**Selected extract**
● ● ● ● ●
Malik Carney (born September 21, 1995) is a professional gridiron football defensive end for the Hamilton Tiger-Cats of the Canadian Football League (CFL).

College career
After using a redshirt season in 2014, Carney played college football for the North Carolina Tar Heels from 2015 to 2018. He played in 36 games where he had 176 tackles, 32.5 tackles for loss, 17 sacks, five forced fumbles and three fumble recoveries.

Professional career

Detroit Lions
On May 10, 2019, Carney signed with the Detroit Lions after going undrafted in the 2019 NFL Draft. He was released near the end of training camp on August 31, 2019.

Seattle Seahawks
On September 25, 2019, Carney signed a practice roster agreement with the Seattle Seahawks. He was released October 15, 2019, but then re-signed on October 23, 2019. Two days later, he was again released from the practice squad.

Denver Broncos
On November 12, 2019, Carney signed a practice roster agreement with the Denver Broncos. He re-signed with the team to a futures contract on December 31, 2019, but was released at the end of the pre-season on September 5, 2020.
● ● ● ● ●
**Image location labeling entries**
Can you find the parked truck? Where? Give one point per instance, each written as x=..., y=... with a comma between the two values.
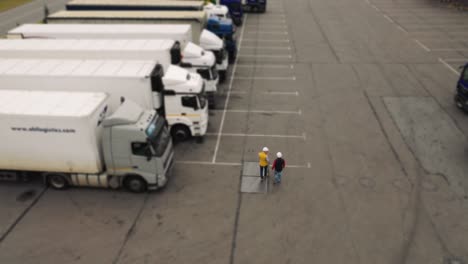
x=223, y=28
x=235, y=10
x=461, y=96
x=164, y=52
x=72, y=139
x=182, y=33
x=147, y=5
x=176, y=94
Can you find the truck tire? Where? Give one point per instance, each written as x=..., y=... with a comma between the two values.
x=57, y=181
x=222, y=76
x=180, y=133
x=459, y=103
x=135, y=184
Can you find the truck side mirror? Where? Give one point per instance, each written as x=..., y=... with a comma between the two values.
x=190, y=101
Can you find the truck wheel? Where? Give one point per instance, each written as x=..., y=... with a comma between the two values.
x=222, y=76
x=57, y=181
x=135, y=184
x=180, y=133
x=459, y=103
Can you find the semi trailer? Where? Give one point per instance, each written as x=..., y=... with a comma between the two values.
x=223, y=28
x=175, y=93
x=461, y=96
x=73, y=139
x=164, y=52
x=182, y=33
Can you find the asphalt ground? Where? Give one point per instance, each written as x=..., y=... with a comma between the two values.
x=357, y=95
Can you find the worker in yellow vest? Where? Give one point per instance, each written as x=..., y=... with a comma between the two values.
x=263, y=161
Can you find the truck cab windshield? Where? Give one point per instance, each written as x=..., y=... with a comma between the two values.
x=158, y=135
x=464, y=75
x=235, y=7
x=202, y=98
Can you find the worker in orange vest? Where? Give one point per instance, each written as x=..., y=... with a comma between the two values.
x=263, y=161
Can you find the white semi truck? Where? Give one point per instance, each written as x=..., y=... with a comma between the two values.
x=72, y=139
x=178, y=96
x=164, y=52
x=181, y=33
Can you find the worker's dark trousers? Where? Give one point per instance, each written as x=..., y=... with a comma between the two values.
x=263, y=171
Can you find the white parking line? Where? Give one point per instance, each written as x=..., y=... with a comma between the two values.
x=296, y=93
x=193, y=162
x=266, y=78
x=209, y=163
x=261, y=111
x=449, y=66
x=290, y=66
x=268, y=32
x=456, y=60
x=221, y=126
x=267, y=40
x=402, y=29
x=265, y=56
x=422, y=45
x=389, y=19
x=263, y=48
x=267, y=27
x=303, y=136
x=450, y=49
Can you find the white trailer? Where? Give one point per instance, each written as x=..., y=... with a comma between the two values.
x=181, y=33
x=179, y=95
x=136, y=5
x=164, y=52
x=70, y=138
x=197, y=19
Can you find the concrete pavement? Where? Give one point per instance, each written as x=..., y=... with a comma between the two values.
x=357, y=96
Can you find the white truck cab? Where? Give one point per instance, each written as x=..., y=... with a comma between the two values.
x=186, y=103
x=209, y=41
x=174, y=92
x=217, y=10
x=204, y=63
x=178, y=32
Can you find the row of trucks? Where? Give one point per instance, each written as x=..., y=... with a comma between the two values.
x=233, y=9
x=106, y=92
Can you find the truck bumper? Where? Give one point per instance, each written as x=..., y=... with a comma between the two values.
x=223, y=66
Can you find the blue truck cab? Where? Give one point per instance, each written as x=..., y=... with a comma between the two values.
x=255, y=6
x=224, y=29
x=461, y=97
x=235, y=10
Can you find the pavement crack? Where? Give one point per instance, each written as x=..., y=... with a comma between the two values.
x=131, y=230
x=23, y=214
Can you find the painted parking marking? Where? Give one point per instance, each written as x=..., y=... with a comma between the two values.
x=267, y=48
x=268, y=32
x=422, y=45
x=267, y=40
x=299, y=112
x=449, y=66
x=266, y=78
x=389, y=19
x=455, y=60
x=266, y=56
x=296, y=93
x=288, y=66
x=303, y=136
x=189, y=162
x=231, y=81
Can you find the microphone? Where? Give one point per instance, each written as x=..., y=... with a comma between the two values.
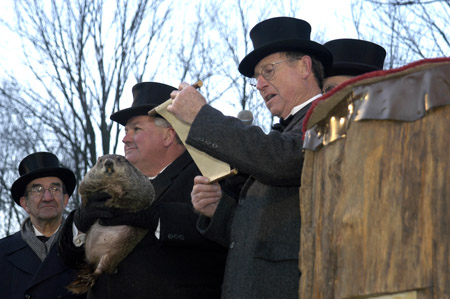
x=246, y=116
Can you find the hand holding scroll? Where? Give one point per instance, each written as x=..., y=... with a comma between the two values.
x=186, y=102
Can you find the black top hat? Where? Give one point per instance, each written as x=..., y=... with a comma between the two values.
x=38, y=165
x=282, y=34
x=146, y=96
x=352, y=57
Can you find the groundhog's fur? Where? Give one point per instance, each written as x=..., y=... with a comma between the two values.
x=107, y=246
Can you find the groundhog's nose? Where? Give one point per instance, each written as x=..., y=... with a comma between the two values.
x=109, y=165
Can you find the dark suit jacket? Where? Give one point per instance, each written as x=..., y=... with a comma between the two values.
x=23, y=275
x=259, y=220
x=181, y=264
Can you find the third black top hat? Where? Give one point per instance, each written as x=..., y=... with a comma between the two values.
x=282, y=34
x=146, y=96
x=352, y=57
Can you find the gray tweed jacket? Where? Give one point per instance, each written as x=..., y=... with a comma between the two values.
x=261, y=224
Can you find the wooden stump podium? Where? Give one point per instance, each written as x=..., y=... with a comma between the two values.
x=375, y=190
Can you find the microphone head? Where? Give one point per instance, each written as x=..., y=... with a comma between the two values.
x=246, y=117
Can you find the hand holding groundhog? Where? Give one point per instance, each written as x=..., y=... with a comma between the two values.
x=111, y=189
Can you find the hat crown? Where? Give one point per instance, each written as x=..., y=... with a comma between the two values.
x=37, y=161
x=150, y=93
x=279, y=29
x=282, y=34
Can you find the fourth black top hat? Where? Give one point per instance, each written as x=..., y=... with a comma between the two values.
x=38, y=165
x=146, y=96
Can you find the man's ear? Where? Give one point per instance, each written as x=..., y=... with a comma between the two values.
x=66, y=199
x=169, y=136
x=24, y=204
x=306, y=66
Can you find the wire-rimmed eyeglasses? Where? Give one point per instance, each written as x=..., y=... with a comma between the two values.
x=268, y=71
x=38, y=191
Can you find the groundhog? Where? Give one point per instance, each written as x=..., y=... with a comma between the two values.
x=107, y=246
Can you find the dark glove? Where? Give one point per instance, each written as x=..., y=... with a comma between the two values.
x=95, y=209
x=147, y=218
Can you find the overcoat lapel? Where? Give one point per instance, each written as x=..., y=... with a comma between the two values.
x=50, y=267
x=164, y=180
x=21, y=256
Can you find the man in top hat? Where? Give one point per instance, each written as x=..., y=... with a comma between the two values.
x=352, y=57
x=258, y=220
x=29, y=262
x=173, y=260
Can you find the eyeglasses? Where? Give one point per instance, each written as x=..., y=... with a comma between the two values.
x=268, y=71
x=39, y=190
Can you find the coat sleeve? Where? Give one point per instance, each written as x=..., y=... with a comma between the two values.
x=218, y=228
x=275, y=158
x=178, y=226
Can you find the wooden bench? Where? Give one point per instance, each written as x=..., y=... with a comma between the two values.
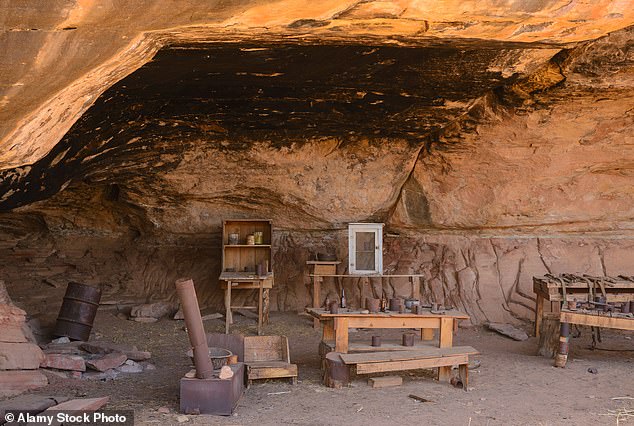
● ● ● ● ●
**Task requirements**
**1.** According to the Malik Carney biography, on what date did he sign with the Detroit Lions?
**2.** Please pick up the Malik Carney biography after its final sentence and carry it forward.

**Results of the tasks**
**1.** May 10, 2019.

**2.**
Hamilton Tiger-Cats
On January 18, 2021, Carney signed with the Hamilton Tiger-Cats. After beginning the season on the injured list, he made his professional debut in week 2, on August 14, 2021, against the Saskatchewan Roughriders where he also recorded his first sack after tackling Cody Fajardo. He played in four regular season games, starting in two, where he had three defensive tackles, one special teams tackle, and one sack. He was on the reserve roster for the East Semi-Final, but made his playoff debut in the East Final where he recorded two tackles and a sack in the victory over the Toronto Argonauts. In his first Grey Cup championship game, he recorded one defensive tackle in the 108th Grey Cup loss to the Winnipeg Blue Bombers.

Following 2022 training camp, Carney earned a starting role at defensive end for the season opening game against the Roughriders, where he had four defensive tackles, but was reduced to a backup role thereafter.

Personal life
Carney was born to parents Lamont Carney and Adrienne Williams.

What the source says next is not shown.